>> BEGIN Excerpted passage

Update of November 15, 2004:  Wells Fargo’s general counsel James Strother, with an opportunity to address Wells Fargo’s documented relationship with payday lenders including Armed Forces Loans, Inc., which directs its high-cost loans at active duty military personnel, has in a November 11 letter provided only boiler plate. “Wells Fargo and its affiliates have, on a transaction-by-transaction basis, acted as a lender or provider of credit facilities to unaffiliated entities engaged in consumer finance businesses which may including acting as a payday lender... Loan proceeds may or may not involve funding the actual lending operations of such entities...”.  Targeting high-cost payday loans at soldiers? ICP has replied....

>> END Excerpted passage
>> BEGIN Given data

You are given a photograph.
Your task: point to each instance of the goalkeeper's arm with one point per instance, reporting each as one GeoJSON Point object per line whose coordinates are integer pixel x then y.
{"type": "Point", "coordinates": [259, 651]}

>> END Given data

» Request 1:
List every organization named in the Wells Fargo payday lending update above.
» Request 2:
Pick up the Wells Fargo payday lending update after its final sentence and continue it.

» Written answer 1:
Wells Fargo
Armed Forces Loans, Inc.
ICP

» Written answer 2:
Update of November 8, 2004:  While waiting for Wells Fargo’s response, in came Citigroup’s November 4 response to Inner City Press/Fair Finance Watch’s submission to the Federal Reserve and Office of the Comptroller of the Currency of Uniform Commercial Code filings by Citigroup and its proposed acquisition, First American Bank:

“ICP attaches certain records of [UCC] filings related to several Citigroup and FAB clients... As a practice, Citigroup and its bank subsidiaries do no engage in the business of funding check cashing or payday lending businesses. Citigroup’s account opening procedures and credit policies generally prohibit the opening of new accounts for businesses identified as check cashing operations. Citigroup does have a single active relationship with an armored car company that also includes a checking account to an affiliate in the check cashing business. This account predates the Citigroup procedures for check cashers, and Citigroup has been in the process of winding down the relationship pursuant to a gradual exit strategy.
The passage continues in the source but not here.